Every entry that follows should be output again, word for word.

▼

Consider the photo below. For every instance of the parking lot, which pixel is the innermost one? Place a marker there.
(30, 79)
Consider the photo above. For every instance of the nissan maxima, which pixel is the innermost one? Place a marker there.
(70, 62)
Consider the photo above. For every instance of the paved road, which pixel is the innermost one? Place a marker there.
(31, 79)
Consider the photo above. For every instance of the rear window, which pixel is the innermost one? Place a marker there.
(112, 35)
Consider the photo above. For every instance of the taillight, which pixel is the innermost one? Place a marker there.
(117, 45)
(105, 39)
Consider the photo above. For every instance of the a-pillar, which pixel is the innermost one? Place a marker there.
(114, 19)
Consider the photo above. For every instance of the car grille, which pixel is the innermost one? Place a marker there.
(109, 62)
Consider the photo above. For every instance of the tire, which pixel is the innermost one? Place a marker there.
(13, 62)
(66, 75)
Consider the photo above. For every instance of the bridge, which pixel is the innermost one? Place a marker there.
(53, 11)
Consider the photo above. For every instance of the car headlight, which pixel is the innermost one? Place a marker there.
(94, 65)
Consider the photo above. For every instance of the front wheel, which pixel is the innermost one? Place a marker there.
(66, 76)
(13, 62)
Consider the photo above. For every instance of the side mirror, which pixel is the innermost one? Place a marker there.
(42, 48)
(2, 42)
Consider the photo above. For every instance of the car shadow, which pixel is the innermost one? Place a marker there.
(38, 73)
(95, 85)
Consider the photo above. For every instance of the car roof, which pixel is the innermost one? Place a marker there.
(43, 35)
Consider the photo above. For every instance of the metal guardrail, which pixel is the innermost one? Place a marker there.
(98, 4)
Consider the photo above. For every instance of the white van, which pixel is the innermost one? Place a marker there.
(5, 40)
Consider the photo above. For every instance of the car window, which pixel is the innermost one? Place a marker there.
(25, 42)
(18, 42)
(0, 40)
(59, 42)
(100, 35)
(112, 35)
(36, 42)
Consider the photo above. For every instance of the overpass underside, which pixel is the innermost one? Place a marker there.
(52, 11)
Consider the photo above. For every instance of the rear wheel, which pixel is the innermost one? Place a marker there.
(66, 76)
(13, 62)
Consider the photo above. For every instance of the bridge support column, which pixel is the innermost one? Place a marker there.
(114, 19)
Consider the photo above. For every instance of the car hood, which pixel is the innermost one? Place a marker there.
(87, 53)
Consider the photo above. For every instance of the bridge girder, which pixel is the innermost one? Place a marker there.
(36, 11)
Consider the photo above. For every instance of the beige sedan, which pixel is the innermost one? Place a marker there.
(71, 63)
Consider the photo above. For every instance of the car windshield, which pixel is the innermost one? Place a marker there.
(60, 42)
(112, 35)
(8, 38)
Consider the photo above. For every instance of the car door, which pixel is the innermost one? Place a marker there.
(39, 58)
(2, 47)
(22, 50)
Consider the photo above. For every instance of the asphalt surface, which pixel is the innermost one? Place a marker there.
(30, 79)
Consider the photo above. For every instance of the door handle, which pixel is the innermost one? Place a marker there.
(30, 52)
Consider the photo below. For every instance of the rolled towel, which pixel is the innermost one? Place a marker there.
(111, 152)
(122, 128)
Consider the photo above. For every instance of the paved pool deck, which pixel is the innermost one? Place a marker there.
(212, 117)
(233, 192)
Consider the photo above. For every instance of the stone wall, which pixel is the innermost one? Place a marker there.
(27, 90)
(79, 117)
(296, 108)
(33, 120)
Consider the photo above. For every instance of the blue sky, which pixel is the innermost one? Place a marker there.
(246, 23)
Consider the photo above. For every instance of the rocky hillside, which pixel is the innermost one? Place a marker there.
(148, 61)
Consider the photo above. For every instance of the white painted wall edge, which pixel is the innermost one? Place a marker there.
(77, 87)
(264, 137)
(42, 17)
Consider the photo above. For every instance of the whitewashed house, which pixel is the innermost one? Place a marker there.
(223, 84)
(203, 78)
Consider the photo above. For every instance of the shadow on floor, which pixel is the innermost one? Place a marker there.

▲

**WRITTEN SOLUTION**
Consider the photo below. For every instance of the parking lot, which pixel is the innermost one? Place a marker there.
(30, 79)
Consider the photo above. For every instance of the nissan maxima, which pixel is the innermost one? Place a marker there.
(70, 62)
Consider the photo above. For every instance of the paved road, which pixel is the innermost one? Place a marker there.
(31, 79)
Consider the photo above. For every instance of the rear window, which pixel is the innermost one? Place a marker there.
(112, 35)
Consider the photo above. For every instance of the taillight, which pixel is the innermost one? Place a marker there.
(117, 45)
(105, 39)
Consider the photo above. For every instance of the a-pillar, which pixel is the innermost one? Place a marker there.
(114, 19)
Consider the photo above. For every instance of the car grille, which pixel is the innermost one? Place a marker there.
(109, 62)
Consider the photo above. For every instance of the tire, which pixel is the innermost one? Place a marker there.
(13, 62)
(66, 75)
Consider the photo above. For every instance of the bridge, which pixel is the innermost one? Place a marker there.
(53, 11)
Consider the photo above. For every instance of the car headlight, which pixel is the innermost one? Place a marker there.
(94, 65)
Consider the photo above. For every instance of the front wheel, which pixel is the innermost one? Place a marker there.
(66, 76)
(13, 62)
Consider the photo above. For every instance of the side mirror, which pixel is the innermost one? Place a marker there.
(42, 48)
(2, 42)
Consider the photo above. For every instance of the car shadow, which pixel is the innermost one? Place a marker there.
(38, 73)
(95, 85)
Consider the photo above. For every instance of the car roof, which pixel is the innermost one? Place a marker there.
(43, 35)
Consider the photo above. For every instance of the metal guardrail, which pixel is the innermost one? Place a marker there.
(98, 4)
Consider the photo above. For every instance of the white van, which pixel is the innermost one? Place a marker there.
(5, 40)
Consider the photo above. For every instance of the car window, which pixel is the innermost one? Place a marker there.
(25, 42)
(18, 42)
(0, 40)
(59, 42)
(100, 35)
(112, 35)
(36, 42)
Consider the photo above. For every instance of the overpass underside, which pixel is the innermost one? Place a marker there.
(52, 11)
Consider the photo above. For every instance of the rear wheel, which pixel is the innermost one? Place a marker there.
(66, 76)
(13, 62)
Consider the photo above. For every instance of the bridge support column, which pixel is the innermost one? Place a marker there.
(114, 19)
Consider the photo above. For every instance of the car hood, which pixel is the innermost one? Place a marker there.
(87, 53)
Consider the photo above. For every instance of the bridge girder, which pixel is the innermost one? Place a marker there.
(36, 11)
Consider the photo above. For every instance of the beige sedan, which pixel is the innermost one? Place a marker there.
(71, 63)
Consider the photo above. For every instance of the car windshield, which pixel is the innermost one? Place a marker there.
(60, 42)
(112, 35)
(8, 38)
Consider the photo above. For every instance of the car door, which pixel is the innermost one? Place a marker there.
(39, 58)
(2, 47)
(22, 50)
Consider the photo above. For every instance of the asphalt surface, which pixel is the innermost one? Place a marker there.
(30, 79)
Consider the photo above. For every instance of the door handle, which pixel is the innermost one? Place a marker there.
(30, 52)
Consider the photo below. For every instance of the rolled towel, which pixel is the innermost one? Place a marker there.
(111, 152)
(122, 128)
Consider the photo above. For every instance of the paved pool deck, which pixel is the innermost one? Place a marker there.
(212, 117)
(233, 192)
Consider the photo above. For every instance of the stone wall, which pixel is the innermost one? Place a marker there.
(27, 90)
(79, 117)
(296, 108)
(33, 120)
Consider the photo above. For every instance of the blue sky, which pixel is the innermost one? Place a marker there.
(246, 23)
Consider the photo above. For every instance of the rocky hillside, which pixel is the innermost one? Place a marker there.
(148, 61)
Consider the photo above. For every instance of the white painted wall edge, which pixel is the innermost one? Place a marker there.
(77, 87)
(264, 137)
(42, 17)
Consider the photo above. For every instance of the whitewashed house, which pixel is the innermost one? Place a marker there.
(223, 84)
(203, 78)
Consider the photo above. For every instance of the shadow on floor, which pixel is the innermost one? Place a marker there.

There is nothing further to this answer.